Work instructions – Return every line of the material below without any change, keeping the original order and line breaks.

Task material –
+--

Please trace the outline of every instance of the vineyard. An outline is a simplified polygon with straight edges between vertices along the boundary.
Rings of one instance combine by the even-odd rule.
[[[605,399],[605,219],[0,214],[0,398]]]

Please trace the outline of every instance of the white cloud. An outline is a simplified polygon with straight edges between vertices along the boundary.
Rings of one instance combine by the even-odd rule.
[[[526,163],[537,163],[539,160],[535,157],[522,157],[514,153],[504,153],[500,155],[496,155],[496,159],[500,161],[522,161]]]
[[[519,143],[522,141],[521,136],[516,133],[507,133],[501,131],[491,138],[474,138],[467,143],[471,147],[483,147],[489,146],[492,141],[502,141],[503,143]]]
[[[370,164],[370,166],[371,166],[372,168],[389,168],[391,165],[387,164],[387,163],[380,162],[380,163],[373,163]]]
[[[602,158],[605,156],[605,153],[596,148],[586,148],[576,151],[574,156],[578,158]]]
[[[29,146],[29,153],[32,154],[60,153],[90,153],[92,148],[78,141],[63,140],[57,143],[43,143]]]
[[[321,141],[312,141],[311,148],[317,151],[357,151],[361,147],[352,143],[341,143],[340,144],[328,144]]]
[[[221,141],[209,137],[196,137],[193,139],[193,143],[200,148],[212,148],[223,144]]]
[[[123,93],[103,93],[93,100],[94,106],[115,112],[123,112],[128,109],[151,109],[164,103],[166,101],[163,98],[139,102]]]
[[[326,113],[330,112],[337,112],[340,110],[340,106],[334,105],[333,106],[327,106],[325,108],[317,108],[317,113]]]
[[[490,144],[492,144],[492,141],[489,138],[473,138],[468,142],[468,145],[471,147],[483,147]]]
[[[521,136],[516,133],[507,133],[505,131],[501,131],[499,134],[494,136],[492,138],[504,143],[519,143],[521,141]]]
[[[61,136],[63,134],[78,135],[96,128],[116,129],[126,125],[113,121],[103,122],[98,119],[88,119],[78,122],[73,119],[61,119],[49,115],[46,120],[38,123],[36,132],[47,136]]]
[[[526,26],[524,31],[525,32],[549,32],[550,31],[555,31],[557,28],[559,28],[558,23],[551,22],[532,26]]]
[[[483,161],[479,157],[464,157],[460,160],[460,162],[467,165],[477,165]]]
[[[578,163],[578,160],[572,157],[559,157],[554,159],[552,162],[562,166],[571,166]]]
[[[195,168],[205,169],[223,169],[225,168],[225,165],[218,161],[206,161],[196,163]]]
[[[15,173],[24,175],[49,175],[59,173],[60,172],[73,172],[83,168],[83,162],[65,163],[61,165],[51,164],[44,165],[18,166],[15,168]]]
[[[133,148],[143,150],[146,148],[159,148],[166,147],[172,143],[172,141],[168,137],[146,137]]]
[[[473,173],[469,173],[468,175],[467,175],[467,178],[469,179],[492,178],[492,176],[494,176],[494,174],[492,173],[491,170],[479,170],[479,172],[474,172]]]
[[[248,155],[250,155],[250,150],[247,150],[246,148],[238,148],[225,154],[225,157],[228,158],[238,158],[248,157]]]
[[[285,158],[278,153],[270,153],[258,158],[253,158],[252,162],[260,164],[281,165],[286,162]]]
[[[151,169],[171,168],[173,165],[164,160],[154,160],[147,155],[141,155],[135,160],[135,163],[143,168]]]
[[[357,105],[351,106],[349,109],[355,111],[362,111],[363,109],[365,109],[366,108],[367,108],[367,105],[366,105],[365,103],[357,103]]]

+--

Complete answer –
Please trace the outline of every instance of the vineyard. An outline is a simplified polygon with straight edges between vertices along the boundary.
Rings of one instance combine by the even-odd rule.
[[[605,399],[605,219],[0,214],[0,398]]]

Please trace the outline of every instance of the white cloud. An outline is a simplified polygon with straight edges between vertices along the boundary.
Rings of one instance combine by the even-odd rule.
[[[526,163],[537,163],[539,160],[535,157],[522,157],[514,153],[504,153],[500,155],[496,155],[496,159],[500,161],[522,161]]]
[[[519,143],[522,141],[521,136],[516,133],[507,133],[501,131],[491,138],[474,138],[467,143],[471,147],[483,147],[489,146],[492,141],[502,141],[503,143]]]
[[[370,164],[370,166],[371,166],[372,168],[389,168],[391,165],[387,164],[387,163],[380,162],[380,163],[373,163]]]
[[[602,158],[605,156],[605,153],[596,148],[586,148],[576,151],[574,156],[578,158]]]
[[[29,146],[29,153],[32,154],[60,153],[90,153],[92,148],[78,141],[63,140],[57,143],[43,143]]]
[[[321,141],[312,141],[311,148],[317,151],[357,151],[361,147],[352,143],[341,143],[340,144],[328,144]]]
[[[221,141],[209,137],[196,137],[193,139],[193,143],[200,148],[212,148],[223,144]]]
[[[123,93],[103,93],[93,100],[94,106],[115,112],[123,112],[128,109],[151,109],[164,103],[166,101],[163,98],[139,102]]]
[[[326,113],[330,112],[337,112],[340,110],[340,106],[334,105],[333,106],[327,106],[325,108],[317,108],[317,113]]]
[[[490,144],[492,144],[492,141],[489,138],[473,138],[468,142],[468,145],[471,147],[483,147]]]
[[[521,136],[516,133],[507,133],[505,131],[501,131],[499,134],[494,136],[492,138],[504,143],[519,143],[521,141]]]
[[[61,136],[63,134],[78,135],[96,128],[116,129],[126,125],[113,121],[103,122],[98,119],[88,119],[78,122],[73,119],[61,119],[49,115],[46,120],[38,123],[36,132],[47,136]]]
[[[526,26],[524,31],[525,32],[549,32],[550,31],[555,31],[557,28],[559,28],[558,23],[551,22],[532,26]]]
[[[483,161],[479,157],[464,157],[460,160],[460,162],[467,165],[477,165]]]
[[[578,163],[578,160],[572,157],[559,157],[554,159],[552,162],[562,166],[571,166]]]
[[[195,168],[205,169],[223,169],[225,168],[225,165],[218,161],[206,161],[196,163]]]
[[[15,173],[24,175],[49,175],[59,173],[60,172],[73,172],[83,168],[83,162],[65,163],[61,165],[51,164],[44,165],[18,166],[15,168]]]
[[[133,148],[143,150],[146,148],[159,148],[166,147],[172,143],[172,141],[168,137],[146,137]]]
[[[473,173],[469,173],[468,175],[467,175],[467,178],[469,179],[492,178],[492,176],[494,176],[494,174],[492,173],[491,170],[479,170],[479,172],[474,172]]]
[[[248,155],[250,155],[250,150],[247,150],[246,148],[238,148],[225,154],[225,157],[228,158],[238,158],[248,157]]]
[[[285,158],[278,153],[270,153],[258,158],[253,158],[252,162],[260,164],[281,165],[286,162]]]
[[[151,169],[171,168],[173,165],[164,160],[154,160],[147,155],[141,155],[135,160],[135,163],[143,168]]]
[[[357,105],[351,106],[349,109],[355,111],[362,111],[363,109],[365,109],[366,108],[367,108],[367,105],[366,105],[365,103],[357,103]]]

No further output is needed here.